• **Texto da página**
────
Segurança

Feminicídio
Notícia

Mulher que teve corpo mantido em casa quatro dias após sua morte sofria "controle excessivo" do companheiro, segundo testemunhas 

Angelica Aparecida Cidade da Silva, de 46 anos, foi assassinada há cerca de uma semana na zona sul de Porto Alegre

Bruna Viesseri

Enviar email
Arquivo Pessoal / Arquivo Pessoal
Familiares descrevem Angelica como uma mulher "guerreira", que protegia aqueles de quem era próxima

Angelica Aparecida Cidade da Silva, de 46 anos, veio de família grande. Mais velha dos oito irmãos, ela assumia o papel de protetora e os defendeu enquanto cresciam em um orfanato. Anos depois, também se tornou a guardiã dos quatro filhos, que batalhou para criar em uma casa simples em Sapiranga. Nos últimos meses, no entanto, ela perdeu o contato com eles e demais familiares, ao se mudar para uma casa no bairro Santa Tereza, na zona sul da Capital, para viver com o companheiro, de 42 anos. Assídua no trabalho, Angelica não apareceu no restaurante onde era auxiliar de cozinha por três dias seguidos e causou preocupação nos colegas, que acionaram a polícia.

Na terça-feira (14), agentes foram até a casa dela atrás de informações, mas encontraram uma confissão de assassinato por parte do namorado. Ele afirmou ter matado a mulher após uma briga, enforcando-a com a echarpe que ela usava. Depois, os conduziu até o cômodo onde o corpo de Angelica jazia há quatro dias, embaixo de uma pilha de roupas, com o pescoço ainda envolto pelo lenço.

A identidade do homem, que foi preso, não foi divulgada pela polícia. O caso é investigado como feminicídio pela Delegacia Especializada no Atendimento à Mulher (Deam).

— É um choque tão grande. Os irmãos estão até agora em uma revolta muito grande. É algo horrível demais. No começo a gente não queria acreditar, nunca ia achar que ele seria capaz de fazer o que fez. É difícil acreditar também porque ela era uma mulher muito guerreira, não levava desaforo para casa, enfrentava tudo. Criou os filhos sozinha, e Deus o livre alguém fazer algo contra eles. Sempre foi aquela pessoa que não se deixa ser colocada para baixo — lamenta a cunhada da vítima, Rita Daniela da Rosa, 39.

Segundo a família, Angelica era discreta e não costumava dar detalhes sobre a vida pessoal. Rita conta que os irmãos não confiavam em seu namorado. Com a situação, ela teria se afastado. Os filhos, de um relacionamento anterior, ficaram morando com o pai em Sapiranga quando ela se mudou para a Capital com o companheiro. Os dois estavam juntos há cerca de um ano e meio.
────
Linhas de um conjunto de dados

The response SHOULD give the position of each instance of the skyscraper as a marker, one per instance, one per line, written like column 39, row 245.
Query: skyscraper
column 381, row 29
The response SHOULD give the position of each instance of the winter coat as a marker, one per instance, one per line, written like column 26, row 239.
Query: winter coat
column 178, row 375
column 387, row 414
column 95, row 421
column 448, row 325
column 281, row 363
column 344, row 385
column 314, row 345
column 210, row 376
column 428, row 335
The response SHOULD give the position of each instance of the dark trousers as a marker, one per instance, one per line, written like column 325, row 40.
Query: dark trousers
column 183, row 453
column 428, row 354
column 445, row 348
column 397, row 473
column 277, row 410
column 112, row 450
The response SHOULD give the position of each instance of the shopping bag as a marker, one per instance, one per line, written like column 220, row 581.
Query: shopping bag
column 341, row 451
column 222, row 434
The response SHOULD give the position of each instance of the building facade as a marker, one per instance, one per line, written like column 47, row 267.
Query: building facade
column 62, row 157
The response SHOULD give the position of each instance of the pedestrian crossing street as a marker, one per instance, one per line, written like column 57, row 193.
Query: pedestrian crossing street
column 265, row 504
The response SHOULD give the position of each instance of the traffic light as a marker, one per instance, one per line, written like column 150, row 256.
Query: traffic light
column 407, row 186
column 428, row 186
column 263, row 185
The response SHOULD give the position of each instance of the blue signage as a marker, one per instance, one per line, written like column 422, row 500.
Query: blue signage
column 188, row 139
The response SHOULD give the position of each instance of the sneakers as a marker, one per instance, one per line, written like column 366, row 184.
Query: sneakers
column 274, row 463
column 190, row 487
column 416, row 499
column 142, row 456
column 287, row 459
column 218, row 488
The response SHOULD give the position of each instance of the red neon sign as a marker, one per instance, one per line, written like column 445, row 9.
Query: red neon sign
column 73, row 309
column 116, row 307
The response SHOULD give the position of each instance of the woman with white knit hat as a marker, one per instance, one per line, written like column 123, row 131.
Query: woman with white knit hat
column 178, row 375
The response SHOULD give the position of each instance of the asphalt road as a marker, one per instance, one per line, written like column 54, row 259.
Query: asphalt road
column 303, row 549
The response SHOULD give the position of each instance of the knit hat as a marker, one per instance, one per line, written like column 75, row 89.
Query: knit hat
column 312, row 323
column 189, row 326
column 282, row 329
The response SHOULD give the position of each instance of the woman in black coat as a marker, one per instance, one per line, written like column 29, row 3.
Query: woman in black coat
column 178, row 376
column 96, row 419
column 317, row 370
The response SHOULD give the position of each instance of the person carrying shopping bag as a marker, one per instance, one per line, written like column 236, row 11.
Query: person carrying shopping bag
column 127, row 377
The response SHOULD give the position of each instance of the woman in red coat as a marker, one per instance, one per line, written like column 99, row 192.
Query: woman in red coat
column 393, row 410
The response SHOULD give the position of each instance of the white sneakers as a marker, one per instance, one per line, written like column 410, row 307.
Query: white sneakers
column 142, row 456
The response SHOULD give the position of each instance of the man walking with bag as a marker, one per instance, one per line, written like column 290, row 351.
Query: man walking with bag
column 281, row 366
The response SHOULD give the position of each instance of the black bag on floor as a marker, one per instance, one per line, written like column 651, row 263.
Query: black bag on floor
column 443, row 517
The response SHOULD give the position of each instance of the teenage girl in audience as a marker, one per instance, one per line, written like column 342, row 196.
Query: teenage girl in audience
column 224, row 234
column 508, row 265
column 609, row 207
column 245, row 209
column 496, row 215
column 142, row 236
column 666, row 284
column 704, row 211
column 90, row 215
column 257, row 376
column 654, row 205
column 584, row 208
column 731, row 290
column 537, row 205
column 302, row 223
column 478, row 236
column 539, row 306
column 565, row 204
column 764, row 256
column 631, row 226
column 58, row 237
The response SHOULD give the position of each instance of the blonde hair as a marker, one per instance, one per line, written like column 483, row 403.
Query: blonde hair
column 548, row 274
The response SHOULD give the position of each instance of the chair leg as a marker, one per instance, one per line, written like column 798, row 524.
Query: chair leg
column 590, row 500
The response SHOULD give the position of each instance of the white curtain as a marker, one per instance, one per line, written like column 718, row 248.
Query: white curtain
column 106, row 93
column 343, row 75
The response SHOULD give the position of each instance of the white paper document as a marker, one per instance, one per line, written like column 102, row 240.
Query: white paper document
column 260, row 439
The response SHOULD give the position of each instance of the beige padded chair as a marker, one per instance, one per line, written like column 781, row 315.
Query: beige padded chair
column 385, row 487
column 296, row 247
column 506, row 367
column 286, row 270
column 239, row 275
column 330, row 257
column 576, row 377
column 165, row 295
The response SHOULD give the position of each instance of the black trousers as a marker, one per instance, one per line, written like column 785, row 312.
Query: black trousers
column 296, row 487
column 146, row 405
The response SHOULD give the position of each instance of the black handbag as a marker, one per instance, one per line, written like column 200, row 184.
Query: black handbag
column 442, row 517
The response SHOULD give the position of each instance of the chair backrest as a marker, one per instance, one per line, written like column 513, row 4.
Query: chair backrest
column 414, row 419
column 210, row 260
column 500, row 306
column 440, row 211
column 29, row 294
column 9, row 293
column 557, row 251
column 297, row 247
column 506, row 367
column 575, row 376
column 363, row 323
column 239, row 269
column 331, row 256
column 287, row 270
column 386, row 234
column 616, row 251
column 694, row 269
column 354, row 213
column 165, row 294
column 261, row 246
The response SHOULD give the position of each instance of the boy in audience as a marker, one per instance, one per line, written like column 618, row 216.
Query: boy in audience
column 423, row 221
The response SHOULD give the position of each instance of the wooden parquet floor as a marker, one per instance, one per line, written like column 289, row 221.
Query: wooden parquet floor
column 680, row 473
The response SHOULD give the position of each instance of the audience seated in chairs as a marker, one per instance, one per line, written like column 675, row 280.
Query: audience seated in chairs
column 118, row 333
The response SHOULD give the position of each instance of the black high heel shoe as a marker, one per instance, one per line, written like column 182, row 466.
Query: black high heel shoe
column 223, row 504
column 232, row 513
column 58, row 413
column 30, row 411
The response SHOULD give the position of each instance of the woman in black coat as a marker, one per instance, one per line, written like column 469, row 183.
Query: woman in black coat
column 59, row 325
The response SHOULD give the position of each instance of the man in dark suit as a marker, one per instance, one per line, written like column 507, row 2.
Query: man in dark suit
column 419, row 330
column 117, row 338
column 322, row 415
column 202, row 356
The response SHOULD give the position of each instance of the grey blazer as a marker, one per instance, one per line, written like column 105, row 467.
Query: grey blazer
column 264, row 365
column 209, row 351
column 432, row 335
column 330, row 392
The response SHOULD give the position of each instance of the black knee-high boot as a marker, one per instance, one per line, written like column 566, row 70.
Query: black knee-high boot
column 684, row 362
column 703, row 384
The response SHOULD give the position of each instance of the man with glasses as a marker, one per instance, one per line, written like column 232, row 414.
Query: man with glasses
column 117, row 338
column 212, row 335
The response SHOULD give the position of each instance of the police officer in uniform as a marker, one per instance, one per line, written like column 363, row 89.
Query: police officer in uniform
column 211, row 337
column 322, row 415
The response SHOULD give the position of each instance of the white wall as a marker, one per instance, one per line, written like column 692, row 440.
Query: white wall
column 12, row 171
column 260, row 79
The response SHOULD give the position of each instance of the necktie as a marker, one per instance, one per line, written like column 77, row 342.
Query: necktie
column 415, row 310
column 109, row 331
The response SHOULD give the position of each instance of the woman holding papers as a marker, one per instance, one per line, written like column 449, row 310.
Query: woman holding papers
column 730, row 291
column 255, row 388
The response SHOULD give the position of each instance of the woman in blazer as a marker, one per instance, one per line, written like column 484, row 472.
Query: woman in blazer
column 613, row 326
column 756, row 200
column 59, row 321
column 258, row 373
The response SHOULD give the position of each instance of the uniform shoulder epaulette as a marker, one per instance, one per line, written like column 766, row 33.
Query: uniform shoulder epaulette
────
• **Exercício escrito 1**
Segundo a notícia, qual era a função de Angelica no restaurante onde trabalhava?
• **Exercício escrito 2**
Repita, sem alterações, o trecho da notícia que abre com as palavras "Bruna Viesseri" e fecha com "acionaram a polícia.".

• **Resposta 1**
Ela era auxiliar de cozinha.

• **Resposta 2**
Bruna Viesseri

Enviar email
Arquivo Pessoal / Arquivo Pessoal
Familiares descrevem Angelica como uma mulher "guerreira", que protegia aqueles de quem era próxima

Angelica Aparecida Cidade da Silva, de 46 anos, veio de família grande. Mais velha dos oito irmãos, ela assumia o papel de protetora e os defendeu enquanto cresciam em um orfanato. Anos depois, também se tornou a guardiã dos quatro filhos, que batalhou para criar em uma casa simples em Sapiranga. Nos últimos meses, no entanto, ela perdeu o contato com eles e demais familiares, ao se mudar para uma casa no bairro Santa Tereza, na zona sul da Capital, para viver com o companheiro, de 42 anos. Assídua no trabalho, Angelica não apareceu no restaurante onde era auxiliar de cozinha por três dias seguidos e causou preocupação nos colegas, que acionaram a polícia.